(SUPPLIED RECORDS begins)

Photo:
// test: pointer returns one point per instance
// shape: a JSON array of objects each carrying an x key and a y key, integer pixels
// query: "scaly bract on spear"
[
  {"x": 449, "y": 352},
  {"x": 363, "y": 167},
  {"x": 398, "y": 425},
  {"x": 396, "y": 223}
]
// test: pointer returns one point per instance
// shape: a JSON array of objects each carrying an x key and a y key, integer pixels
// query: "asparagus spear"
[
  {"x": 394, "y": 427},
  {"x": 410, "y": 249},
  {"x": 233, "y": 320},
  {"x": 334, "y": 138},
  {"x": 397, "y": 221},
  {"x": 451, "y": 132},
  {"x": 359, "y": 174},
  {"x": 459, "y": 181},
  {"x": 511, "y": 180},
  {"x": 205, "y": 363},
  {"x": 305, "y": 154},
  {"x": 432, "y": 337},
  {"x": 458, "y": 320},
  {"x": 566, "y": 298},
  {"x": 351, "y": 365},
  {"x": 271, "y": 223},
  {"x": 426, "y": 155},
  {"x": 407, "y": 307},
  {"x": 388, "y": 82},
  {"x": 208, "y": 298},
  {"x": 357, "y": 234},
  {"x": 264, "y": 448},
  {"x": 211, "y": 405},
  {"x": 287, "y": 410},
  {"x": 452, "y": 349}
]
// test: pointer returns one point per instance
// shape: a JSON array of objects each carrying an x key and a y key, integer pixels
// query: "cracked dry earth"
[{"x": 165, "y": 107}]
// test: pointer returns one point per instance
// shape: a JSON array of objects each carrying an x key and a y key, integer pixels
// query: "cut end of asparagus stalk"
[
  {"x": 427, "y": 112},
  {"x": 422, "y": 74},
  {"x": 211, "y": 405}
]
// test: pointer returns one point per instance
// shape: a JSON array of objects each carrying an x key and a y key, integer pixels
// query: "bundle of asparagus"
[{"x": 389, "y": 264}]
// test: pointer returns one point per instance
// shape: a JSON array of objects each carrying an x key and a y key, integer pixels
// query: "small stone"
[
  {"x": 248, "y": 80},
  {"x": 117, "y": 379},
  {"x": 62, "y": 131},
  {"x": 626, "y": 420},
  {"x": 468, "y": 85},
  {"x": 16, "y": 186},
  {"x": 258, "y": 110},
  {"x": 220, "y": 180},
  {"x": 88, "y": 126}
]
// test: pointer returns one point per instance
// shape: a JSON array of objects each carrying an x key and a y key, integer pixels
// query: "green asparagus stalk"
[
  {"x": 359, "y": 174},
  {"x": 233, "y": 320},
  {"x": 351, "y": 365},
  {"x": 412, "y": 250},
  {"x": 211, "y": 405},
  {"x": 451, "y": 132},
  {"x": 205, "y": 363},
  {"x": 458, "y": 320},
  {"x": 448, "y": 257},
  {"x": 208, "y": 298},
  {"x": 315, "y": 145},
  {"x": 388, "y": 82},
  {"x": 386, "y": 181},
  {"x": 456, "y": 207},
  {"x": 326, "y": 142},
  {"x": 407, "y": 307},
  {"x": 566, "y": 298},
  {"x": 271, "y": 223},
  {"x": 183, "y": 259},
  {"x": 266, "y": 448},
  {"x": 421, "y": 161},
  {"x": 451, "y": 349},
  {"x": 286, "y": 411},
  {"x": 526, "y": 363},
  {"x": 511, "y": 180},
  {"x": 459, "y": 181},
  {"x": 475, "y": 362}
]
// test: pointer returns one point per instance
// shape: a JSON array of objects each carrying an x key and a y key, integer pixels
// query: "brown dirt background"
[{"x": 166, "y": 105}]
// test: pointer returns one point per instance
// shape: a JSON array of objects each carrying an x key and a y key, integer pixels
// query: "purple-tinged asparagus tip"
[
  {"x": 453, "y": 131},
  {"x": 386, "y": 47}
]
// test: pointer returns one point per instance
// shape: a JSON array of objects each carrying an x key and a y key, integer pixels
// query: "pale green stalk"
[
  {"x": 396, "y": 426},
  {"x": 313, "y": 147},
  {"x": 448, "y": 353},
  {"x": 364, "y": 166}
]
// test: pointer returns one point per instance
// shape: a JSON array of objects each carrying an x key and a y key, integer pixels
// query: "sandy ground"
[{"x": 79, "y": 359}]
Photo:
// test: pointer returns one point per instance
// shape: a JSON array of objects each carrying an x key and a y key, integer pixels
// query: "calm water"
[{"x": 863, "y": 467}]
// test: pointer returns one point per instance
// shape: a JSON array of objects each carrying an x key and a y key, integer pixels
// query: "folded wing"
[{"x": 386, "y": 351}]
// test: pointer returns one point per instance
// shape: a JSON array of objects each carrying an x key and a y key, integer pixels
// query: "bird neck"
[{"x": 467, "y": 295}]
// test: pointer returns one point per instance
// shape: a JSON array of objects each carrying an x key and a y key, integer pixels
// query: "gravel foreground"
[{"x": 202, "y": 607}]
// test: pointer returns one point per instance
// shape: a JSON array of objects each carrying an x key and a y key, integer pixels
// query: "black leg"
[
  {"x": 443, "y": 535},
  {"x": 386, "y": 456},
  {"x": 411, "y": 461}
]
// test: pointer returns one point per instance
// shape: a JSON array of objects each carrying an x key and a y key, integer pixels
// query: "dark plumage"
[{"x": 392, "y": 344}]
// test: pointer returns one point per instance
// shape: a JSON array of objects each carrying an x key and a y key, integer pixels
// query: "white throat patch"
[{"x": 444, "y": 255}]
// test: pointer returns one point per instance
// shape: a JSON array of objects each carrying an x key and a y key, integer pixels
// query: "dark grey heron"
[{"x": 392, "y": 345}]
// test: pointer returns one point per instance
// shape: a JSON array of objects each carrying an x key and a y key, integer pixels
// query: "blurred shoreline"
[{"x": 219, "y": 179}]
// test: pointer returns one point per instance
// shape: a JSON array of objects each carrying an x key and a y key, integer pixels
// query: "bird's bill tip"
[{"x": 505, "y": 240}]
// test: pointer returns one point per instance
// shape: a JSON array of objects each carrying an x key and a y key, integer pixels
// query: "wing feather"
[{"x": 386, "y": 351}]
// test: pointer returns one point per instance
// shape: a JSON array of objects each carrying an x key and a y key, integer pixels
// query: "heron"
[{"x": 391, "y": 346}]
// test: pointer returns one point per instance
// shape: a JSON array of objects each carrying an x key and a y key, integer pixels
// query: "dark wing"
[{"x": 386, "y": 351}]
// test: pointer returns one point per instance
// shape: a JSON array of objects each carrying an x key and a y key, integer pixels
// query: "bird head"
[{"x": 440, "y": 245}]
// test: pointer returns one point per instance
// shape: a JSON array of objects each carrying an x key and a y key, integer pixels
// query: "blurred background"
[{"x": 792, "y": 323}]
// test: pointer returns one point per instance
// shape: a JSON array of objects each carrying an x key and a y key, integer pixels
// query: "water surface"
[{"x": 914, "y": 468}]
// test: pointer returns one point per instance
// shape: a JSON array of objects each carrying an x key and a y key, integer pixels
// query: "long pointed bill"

(SUPPLIED RECORDS ends)

WHAT THE EXERCISE ASKS: Copy out every record again, letter for letter.

THE ANSWER:
Photo:
// test: pointer returns one point per instance
// shape: a JSON array of objects each carrying an x key and a y key, integer pixels
// query: "scaly bract on spear"
[
  {"x": 449, "y": 352},
  {"x": 363, "y": 167},
  {"x": 398, "y": 425},
  {"x": 396, "y": 223}
]
// test: pointer returns one point per instance
// shape: a JSON array of objects each carrying an x key and a y key, integer pixels
// query: "asparagus spear"
[
  {"x": 394, "y": 427},
  {"x": 410, "y": 249},
  {"x": 233, "y": 320},
  {"x": 334, "y": 138},
  {"x": 397, "y": 221},
  {"x": 451, "y": 132},
  {"x": 359, "y": 174},
  {"x": 459, "y": 181},
  {"x": 511, "y": 180},
  {"x": 205, "y": 363},
  {"x": 305, "y": 154},
  {"x": 432, "y": 337},
  {"x": 458, "y": 320},
  {"x": 566, "y": 298},
  {"x": 351, "y": 365},
  {"x": 271, "y": 223},
  {"x": 426, "y": 155},
  {"x": 407, "y": 307},
  {"x": 388, "y": 82},
  {"x": 208, "y": 298},
  {"x": 357, "y": 234},
  {"x": 264, "y": 448},
  {"x": 211, "y": 405},
  {"x": 287, "y": 410},
  {"x": 452, "y": 349}
]
// test: pointer returns one point per instance
// shape: a JSON array of objects each carrying an x key and a y key, integer pixels
// query: "cracked dry earth"
[{"x": 165, "y": 107}]
// test: pointer returns one point per instance
// shape: a JSON array of objects each carrying an x key and a y key, integer pixels
// query: "cut end of asparagus stalk"
[
  {"x": 427, "y": 112},
  {"x": 422, "y": 74},
  {"x": 211, "y": 405}
]
// test: pointer returns one point per instance
// shape: a JSON array of objects each carrying an x key and a y key, integer pixels
// query: "bundle of asparagus"
[{"x": 389, "y": 264}]
// test: pointer returns one point per instance
// shape: a JSON array of objects each carrying an x key and a y key, integer pixels
// query: "small stone"
[
  {"x": 248, "y": 80},
  {"x": 117, "y": 379},
  {"x": 62, "y": 131},
  {"x": 626, "y": 420},
  {"x": 468, "y": 85},
  {"x": 16, "y": 186},
  {"x": 258, "y": 110},
  {"x": 220, "y": 180},
  {"x": 88, "y": 126}
]
// test: pointer returns one point per instance
// shape: a JSON array of objects each carrying an x key and a y key, integer pixels
// query: "green asparagus stalk"
[
  {"x": 359, "y": 174},
  {"x": 233, "y": 320},
  {"x": 351, "y": 365},
  {"x": 412, "y": 250},
  {"x": 211, "y": 405},
  {"x": 451, "y": 132},
  {"x": 205, "y": 363},
  {"x": 458, "y": 320},
  {"x": 448, "y": 257},
  {"x": 208, "y": 298},
  {"x": 315, "y": 145},
  {"x": 388, "y": 82},
  {"x": 386, "y": 181},
  {"x": 456, "y": 207},
  {"x": 326, "y": 142},
  {"x": 407, "y": 307},
  {"x": 566, "y": 298},
  {"x": 271, "y": 223},
  {"x": 183, "y": 259},
  {"x": 266, "y": 448},
  {"x": 421, "y": 161},
  {"x": 451, "y": 349},
  {"x": 286, "y": 411},
  {"x": 526, "y": 363},
  {"x": 511, "y": 180},
  {"x": 459, "y": 181},
  {"x": 475, "y": 362}
]
// test: pointer returns one point per instance
// shape: a JSON array of objects each carrying an x key and a y key, integer pixels
// query: "brown dirt background"
[{"x": 166, "y": 105}]
// test: pointer returns one point per instance
// shape: a JSON array of objects each carrying an x key and a y key, integer pixels
// query: "purple-tinged asparagus tip"
[
  {"x": 453, "y": 131},
  {"x": 386, "y": 47}
]
// test: pointer returns one point per instance
// shape: a JSON array of objects each carrying an x key and a y key, integer pixels
// query: "pale green stalk"
[
  {"x": 396, "y": 426},
  {"x": 313, "y": 147},
  {"x": 448, "y": 353},
  {"x": 364, "y": 166}
]
// test: pointer returns one point per instance
// shape: a JSON array of objects each carrying an x key and a y key, integer pixels
// query: "sandy ground"
[{"x": 79, "y": 359}]
Photo:
// test: pointer returns one point per instance
// shape: a JSON array of objects each carrying an x key and a y key, integer pixels
// query: "calm water"
[{"x": 863, "y": 467}]
// test: pointer returns one point per instance
// shape: a JSON array of objects each carrying an x key and a y key, integer pixels
// query: "folded wing"
[{"x": 386, "y": 351}]
// test: pointer returns one point per instance
// shape: a JSON array of objects each carrying an x key and a y key, integer pixels
// query: "bird neck"
[{"x": 467, "y": 295}]
// test: pointer returns one point per instance
// shape: a JSON array of objects each carrying an x key and a y key, integer pixels
// query: "gravel foreground"
[{"x": 202, "y": 607}]
// test: pointer returns one point per instance
// shape: a JSON array of objects each carrying an x key and a y key, integer pixels
// query: "black leg"
[
  {"x": 443, "y": 535},
  {"x": 386, "y": 456},
  {"x": 411, "y": 461}
]
// test: pointer returns one point per instance
// shape: a JSON array of objects each carrying an x key and a y key, integer pixels
// query: "dark plumage"
[{"x": 392, "y": 344}]
// test: pointer returns one point per instance
// shape: a JSON array of objects each carrying an x key and a y key, integer pixels
// query: "white throat patch"
[{"x": 444, "y": 255}]
// test: pointer returns one point per instance
// shape: a JSON array of objects each carrying an x key and a y key, integer pixels
// query: "dark grey heron"
[{"x": 392, "y": 345}]
// test: pointer returns one point per instance
// shape: a JSON array of objects each carrying an x key and a y key, integer pixels
// query: "blurred shoreline"
[{"x": 219, "y": 179}]
// test: pointer returns one point per instance
// shape: a JSON array of objects each carrying an x key and a y key, integer pixels
// query: "bird's bill tip"
[{"x": 505, "y": 240}]
// test: pointer returns one point per instance
// shape: a JSON array of objects each carrying an x key and a y key, integer pixels
// query: "wing feather"
[{"x": 386, "y": 351}]
// test: pointer returns one point per instance
// shape: a JSON array of objects each carrying an x key and a y key, integer pixels
// query: "heron"
[{"x": 391, "y": 346}]
// test: pointer returns one point per instance
// shape: a JSON array of objects each carrying an x key and a y key, integer pixels
// query: "dark wing"
[{"x": 386, "y": 351}]
// test: pointer returns one point per instance
// shape: a JSON array of objects each carrying an x key and a y key, integer pixels
// query: "bird head"
[{"x": 440, "y": 245}]
// test: pointer returns one point per instance
// shape: a JSON array of objects each carrying an x key and a y key, integer pixels
// query: "blurred background"
[{"x": 792, "y": 323}]
// test: pointer returns one point per instance
// shape: a JSON array of objects each carrying an x key and a y key, integer pixels
// query: "water surface"
[{"x": 914, "y": 468}]
// test: pointer returns one point per instance
// shape: a JSON array of objects each carrying an x key and a y key, integer pixels
// query: "long pointed bill"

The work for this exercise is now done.